Tracking is essential to ensure adequate separation between jumpers on opening. A poor track can result in collisions between canopies or between a canopy and a jumper still in freefall.

Don’t attempt larger formations until your tracking is proficient enough to deal with the situation.

Tracking into other groups.

Groups exiting on the same pass need to allow enough separation to prevent jumpers from different groups tracking into each other. Allow extra separation if break off is unusually high. Be aware of aircraft run in direction. Tracking along this direction increases the risk of conflict with other groups. Ninety degrees to run in is the safest direction to track.

Low on a formation.

A jumper who goes past a formation in freefall and then deploys below them risks a lethal collision with one or more of those still falling.

If you find yourself below a formation at break off track as hard and far as you can and deploy at the lowest legal altitude. Under no circumstance open high.

Deployment

No pull.

Believe it or not lots of skydivers have died without pulling the main or reserve handles. Reasons for this include loss of height awareness, using borrowed or unfamiliar equipment, sensory overload, hard pulls, drug or alcohol use or physical incapacity. Night jumps are especially prone to loss of height awareness due to lack of visual information from the ground.

The use of audible altimeters and AAD’s has greatly reduced the occurrence of no pull events.

Low Pull.

Low deployments have the same causes as no pulls. A low pull can be the start of a catastrophic sequence of events. Low main pull, main malfunction, indecision due to low altitude, low cutaway, insufficient height for reserve inflation, impact. A low opening of the main can also cause the cypres to fire risking a main/reserve entanglement or a down plane. In a belly to earth position the cypres will fire at 750 feet. In a feet to earth position induced by an opening canopy the cypres will fire higher, possibly above 1000 feet.

Unstable deployment.

A parachute has the best chance to open when deployed from a stable belly to earth position. An unstable deployment risks hard openings, line twists and various types of malfunctions including the horseshoe malfunction. A horseshoe may not clear on cutaway leading to the risk of a main reserve/entanglement or down plane.

Remember the skydivers’ mantra. In order of priority: Pull. Pull on time. Pull stable.

Shoulder Dislocation

The normal freefall position puts enough pressure on the shoulder to cause dislocation especially in individuals with a history of shoulder weakness. Dislocation makes deployment and operation of the canopy extremely difficult.

Seek medical advice if you have a history of shoulder injuries, particularly dislocation.

Malfunctions

Total malfunction.

This is surprisingly common. See the no pull item above. Familiarity with your gear and a careful, even folding of your pilot chute are the best ways to avoid a total.

Pilot chute in tow.

Incorrect routing of the bridle of a throwaway pilot chute can result in it towing from the unopened main container. An uncocked pilot chute can also fail to open the container or lift off the D bag. A tow has the potential to tangle with the reserve.

Check the bridle routing before every jump.

Baglock.

This is another high-speed malfunction that usually but not always clears on cutaway. Attention to your pilot chute and line stows is the best way to prevent a bag lock.

Horseshoe.

-- Source material --
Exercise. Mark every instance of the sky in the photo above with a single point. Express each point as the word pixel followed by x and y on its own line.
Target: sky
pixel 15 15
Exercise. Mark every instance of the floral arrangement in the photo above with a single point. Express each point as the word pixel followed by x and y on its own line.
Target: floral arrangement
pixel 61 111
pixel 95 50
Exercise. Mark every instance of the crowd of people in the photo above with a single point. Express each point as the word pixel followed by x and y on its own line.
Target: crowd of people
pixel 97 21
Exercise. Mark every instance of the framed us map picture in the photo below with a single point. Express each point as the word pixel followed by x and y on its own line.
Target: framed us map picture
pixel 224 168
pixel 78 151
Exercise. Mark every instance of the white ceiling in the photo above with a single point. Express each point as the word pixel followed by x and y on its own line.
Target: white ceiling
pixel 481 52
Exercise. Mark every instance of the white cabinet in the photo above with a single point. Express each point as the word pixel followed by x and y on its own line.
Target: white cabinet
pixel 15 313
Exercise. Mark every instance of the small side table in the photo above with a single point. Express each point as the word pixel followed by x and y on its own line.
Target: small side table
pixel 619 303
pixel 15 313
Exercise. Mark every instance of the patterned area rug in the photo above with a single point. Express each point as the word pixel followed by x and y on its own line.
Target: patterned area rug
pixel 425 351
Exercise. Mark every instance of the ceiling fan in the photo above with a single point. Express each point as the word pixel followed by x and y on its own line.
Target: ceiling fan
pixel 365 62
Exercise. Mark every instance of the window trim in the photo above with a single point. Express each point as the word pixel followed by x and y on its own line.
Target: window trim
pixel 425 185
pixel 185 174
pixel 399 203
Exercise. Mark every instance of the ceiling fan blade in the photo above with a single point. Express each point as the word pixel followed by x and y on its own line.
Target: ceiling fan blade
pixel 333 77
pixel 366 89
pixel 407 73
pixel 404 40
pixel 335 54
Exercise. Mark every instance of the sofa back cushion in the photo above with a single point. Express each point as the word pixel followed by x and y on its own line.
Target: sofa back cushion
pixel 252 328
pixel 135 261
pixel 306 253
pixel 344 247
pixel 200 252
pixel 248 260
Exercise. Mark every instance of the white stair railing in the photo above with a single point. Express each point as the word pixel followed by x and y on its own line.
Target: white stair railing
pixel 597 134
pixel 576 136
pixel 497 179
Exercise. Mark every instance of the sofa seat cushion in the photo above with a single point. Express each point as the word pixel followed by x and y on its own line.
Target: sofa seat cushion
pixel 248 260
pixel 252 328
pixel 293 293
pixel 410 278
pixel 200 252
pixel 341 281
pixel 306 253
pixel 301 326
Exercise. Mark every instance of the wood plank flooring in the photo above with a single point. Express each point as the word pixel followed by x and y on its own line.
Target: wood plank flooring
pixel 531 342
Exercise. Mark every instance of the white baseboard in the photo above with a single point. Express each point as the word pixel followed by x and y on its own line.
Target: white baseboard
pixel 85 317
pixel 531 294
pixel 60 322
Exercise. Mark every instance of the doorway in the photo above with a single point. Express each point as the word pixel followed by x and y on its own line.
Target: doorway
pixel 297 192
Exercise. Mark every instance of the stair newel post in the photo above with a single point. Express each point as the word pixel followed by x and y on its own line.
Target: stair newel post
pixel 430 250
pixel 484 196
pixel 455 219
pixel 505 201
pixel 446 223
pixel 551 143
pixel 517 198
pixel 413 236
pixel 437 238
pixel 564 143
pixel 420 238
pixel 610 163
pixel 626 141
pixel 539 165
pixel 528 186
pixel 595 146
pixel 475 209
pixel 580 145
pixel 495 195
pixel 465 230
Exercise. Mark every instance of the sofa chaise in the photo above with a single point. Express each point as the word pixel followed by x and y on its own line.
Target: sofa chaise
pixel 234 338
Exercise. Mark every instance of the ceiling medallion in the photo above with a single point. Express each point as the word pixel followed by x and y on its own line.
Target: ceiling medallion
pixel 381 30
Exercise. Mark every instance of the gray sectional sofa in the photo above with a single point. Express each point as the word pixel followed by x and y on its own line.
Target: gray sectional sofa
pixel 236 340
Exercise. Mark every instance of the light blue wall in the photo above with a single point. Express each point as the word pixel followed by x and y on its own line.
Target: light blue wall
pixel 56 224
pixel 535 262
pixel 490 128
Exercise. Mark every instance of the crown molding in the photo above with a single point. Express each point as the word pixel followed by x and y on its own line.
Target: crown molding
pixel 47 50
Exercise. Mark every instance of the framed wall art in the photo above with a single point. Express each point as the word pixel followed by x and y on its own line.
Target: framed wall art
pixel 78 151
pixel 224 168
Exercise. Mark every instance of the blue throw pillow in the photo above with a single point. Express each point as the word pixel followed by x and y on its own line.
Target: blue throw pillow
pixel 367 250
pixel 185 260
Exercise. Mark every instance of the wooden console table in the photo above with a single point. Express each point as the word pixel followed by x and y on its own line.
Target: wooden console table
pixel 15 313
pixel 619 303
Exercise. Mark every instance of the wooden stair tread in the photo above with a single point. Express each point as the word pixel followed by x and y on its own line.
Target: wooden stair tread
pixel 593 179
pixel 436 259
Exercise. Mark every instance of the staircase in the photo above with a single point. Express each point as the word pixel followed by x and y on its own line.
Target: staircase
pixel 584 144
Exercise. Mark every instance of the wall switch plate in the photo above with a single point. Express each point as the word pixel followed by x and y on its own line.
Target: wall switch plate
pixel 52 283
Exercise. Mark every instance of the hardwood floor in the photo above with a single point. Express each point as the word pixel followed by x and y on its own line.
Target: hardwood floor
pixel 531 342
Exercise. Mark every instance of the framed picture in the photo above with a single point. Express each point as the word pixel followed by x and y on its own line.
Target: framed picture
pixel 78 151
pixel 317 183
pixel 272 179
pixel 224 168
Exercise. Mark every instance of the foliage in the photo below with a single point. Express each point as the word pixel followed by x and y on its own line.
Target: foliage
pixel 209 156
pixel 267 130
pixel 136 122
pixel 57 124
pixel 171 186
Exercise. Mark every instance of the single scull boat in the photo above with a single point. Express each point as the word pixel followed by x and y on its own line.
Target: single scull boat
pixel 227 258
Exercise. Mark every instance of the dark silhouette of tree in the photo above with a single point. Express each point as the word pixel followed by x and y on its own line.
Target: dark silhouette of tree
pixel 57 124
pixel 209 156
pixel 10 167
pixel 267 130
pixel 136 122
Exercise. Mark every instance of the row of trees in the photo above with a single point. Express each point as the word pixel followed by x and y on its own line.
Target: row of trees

-- What to do --
Write the next part of the skydiving safety guide, starting right after its final line. The rows come from a separate source.

-- Written answer --
This involves some sort of hookup of the canopy preventing its normal opening and reducing the chance of full separation on cutaway. Causes include unstable deployment and lines hooking on closing loop tabs or helmet camera mounts. A horseshoe has the potential to cause a main/reserve entanglement.

Rotating Canopy

One of the most common symptoms of a malfunction is a rapid rotation or spin. This can be caused by a line over, broken line, line entanglement or canopy damage. Highly loaded or elliptical parachutes can also spin if they open with line twists. Any rotating canopy will have a very high descent rate. Emergency procedure can be complicated by the possibility of a hard cutaway.

Attention to line condition, tension and placement (all lines, especially steering lines, in the center) during packing can reduce the chance of a rotating canopy malfunction.

Induced Line Twists

It is possible to induce line twists in an open canopy by over steering. If the canopy is turned faster than its load can follow a twist will result. Very deep steering input or a sharp turn one way then the other can cause line twists.

This is extremely dangerous as the twist might result in an uncontrollable spin at a low altitude. The jumper is then presented with the choice of a low cutaway or trying to clear the twist before impact. There may not be enough height for either.

Canopy on Backwards

Inexperienced jumpers may inadvertently hook up a main canopy backwards. Do not try to land this as the risk of injury is extremely high.

If in any doubt have a rigger check your canopy before packing it.

Line over.

This involves an inversion of part of the canopy through the suspension line or more commonly the brake lines. It can result in a rapid rotation. Any rotating canopy can potentially cause a hard cutaway and/or unstable reserve deployment.

Keep arching through the spin to ensure a belly to earth position after cutaway. Use two hands to cutaway if one is not strong enough. Pay attention to your brake line during packing to keep them from slipping over the front of the canopy.

Line entanglement.

Also known as pressure knots, entanglements can cause a canopy to rotate with the same potential issues as a line over.

Severe line twists.

Highly loaded elliptical canopies are prone to line twists. These canopies can rotate rapidly in twists and hard cutaways are not unusual.

A stable body position with shoulders level right through the opening is the best way to prevent line twists.

Damage.

Hard openings can cause canopy damage, broken lines and even broken risers. A broken or prematurely released riser on the RSL side can cause a reserve deployment and possible main/reserve entanglement.

Steering Failure

A broken steering line or improperly attached toggle can prevent normal steering of an otherwise open canopy. Such a canopy can be steered and landed on rear risers if the jumper is confident to do so.

Be very careful flaring on rear risers. Only pull a little as it is very easy to stall using rear risers.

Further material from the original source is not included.